[Direction]
Rewrite the thermal management text, starting with "Why are companies" and going on through "at Lord Corp.", with "thermal path" changed to "cooling path".

[Passage]

* start *

Why are companies taking such grand steps to curtail improper thermal management? “A lot of applications (systems) are getting smaller, e.g., Mac Air, and the thermal path is being both shortened and rearranged,” says Sara N. Paisner, senior microelectronics technology scientist at Lord Corp.
Generally, heatsinks are placed directly above the component. But the latest techniques move heat in alternative directions. “Now the heatsink may be behind the component, or heat may be dissipated through the board itself,” says Paisner.
Yet thermal management isn’t so simple anymore. “Casing material is acting as both an EMF (electromagnetic field) shield and a heatsink, as the casing itself has become part of thermal path,” says Paisner. A typical printed-circuit board (PCB) includes a built-in heat path, causing systems engineers to rethink their design strategy. Everything is shrinking, and now several components share cooling responsibilities while heat transfers to a larger area.
The preventative measures taken by Intel and AMD with respect to proper thermal design are interesting from a chip perspective. To start with, Intel indicates that “The processor requires a thermal solution to maintain temperatures within operating limits.” It uses thermal diodes, digital thermal sensors (DTSs), and the Intel Thermal Monitor to monitor die temperature.

* end *

[Entries]
* start *

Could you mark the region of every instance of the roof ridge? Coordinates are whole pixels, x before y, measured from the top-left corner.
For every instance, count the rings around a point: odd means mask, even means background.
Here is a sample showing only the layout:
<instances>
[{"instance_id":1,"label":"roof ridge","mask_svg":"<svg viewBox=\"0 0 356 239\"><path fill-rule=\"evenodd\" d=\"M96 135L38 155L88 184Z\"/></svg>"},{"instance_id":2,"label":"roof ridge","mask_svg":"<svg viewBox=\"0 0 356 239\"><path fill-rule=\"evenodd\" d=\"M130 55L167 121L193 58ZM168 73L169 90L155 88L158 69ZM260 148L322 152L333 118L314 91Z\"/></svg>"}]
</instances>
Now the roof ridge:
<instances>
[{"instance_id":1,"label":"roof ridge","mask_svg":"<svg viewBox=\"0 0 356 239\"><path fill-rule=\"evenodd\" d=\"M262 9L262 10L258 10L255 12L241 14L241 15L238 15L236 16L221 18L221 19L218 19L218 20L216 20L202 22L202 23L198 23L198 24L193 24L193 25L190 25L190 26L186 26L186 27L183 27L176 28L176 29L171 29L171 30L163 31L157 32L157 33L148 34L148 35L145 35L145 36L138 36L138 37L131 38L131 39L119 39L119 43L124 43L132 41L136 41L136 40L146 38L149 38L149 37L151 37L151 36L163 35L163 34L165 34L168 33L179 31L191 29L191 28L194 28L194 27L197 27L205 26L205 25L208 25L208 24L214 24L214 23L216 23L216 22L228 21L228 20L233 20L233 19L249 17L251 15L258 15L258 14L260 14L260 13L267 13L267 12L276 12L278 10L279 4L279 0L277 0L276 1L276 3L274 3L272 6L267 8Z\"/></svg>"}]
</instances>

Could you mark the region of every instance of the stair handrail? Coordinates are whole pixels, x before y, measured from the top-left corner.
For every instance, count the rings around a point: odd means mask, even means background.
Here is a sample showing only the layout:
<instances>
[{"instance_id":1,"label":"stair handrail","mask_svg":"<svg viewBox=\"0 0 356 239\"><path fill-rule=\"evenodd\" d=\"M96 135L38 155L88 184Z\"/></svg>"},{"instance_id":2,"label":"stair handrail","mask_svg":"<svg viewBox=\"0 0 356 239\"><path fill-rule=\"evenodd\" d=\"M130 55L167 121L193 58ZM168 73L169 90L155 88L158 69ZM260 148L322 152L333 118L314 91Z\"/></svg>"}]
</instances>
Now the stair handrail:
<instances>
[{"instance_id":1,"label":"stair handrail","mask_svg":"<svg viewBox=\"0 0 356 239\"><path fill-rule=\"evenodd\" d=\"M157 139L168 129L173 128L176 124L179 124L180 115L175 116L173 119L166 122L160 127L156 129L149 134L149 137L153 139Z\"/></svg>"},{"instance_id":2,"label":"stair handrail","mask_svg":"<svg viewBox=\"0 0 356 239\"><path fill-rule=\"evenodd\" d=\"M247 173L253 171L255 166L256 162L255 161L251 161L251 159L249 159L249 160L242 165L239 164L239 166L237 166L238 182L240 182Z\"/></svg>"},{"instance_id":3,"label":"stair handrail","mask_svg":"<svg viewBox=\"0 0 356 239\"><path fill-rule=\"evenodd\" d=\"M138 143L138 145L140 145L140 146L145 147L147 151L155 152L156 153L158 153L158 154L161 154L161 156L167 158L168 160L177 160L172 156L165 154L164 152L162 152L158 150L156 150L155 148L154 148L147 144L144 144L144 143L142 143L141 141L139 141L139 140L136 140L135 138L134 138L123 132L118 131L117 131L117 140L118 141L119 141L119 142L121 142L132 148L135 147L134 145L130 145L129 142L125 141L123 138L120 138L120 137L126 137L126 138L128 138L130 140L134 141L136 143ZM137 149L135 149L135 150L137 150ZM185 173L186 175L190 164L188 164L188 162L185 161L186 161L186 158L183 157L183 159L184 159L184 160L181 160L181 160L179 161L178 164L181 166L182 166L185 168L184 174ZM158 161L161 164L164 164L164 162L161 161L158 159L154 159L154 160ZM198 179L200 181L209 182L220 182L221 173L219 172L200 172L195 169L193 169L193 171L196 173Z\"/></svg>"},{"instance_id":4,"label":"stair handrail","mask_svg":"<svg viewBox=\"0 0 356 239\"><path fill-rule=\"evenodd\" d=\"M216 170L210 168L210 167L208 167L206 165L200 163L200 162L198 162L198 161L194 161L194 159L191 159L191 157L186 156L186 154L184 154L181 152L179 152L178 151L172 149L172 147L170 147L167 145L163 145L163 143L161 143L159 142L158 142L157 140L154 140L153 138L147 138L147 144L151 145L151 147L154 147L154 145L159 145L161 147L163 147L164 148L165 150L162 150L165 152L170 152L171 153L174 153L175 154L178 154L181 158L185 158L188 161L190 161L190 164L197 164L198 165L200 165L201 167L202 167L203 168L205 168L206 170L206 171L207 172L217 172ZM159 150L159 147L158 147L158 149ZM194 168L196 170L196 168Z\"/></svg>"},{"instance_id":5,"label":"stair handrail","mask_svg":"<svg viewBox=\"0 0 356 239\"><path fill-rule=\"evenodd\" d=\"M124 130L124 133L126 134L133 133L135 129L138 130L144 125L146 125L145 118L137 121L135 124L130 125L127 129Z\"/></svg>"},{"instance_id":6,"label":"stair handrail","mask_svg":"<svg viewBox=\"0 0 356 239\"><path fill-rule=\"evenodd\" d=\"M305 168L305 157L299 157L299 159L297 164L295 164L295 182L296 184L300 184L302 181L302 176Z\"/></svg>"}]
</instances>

* end *

[Full solution]
Why are companies taking such grand steps to curtail improper thermal management? “A lot of applications (systems) are getting smaller, e.g., Mac Air, and the cooling path is being both shortened and rearranged,” says Sara N. Paisner, senior microelectronics technology scientist at Lord Corp.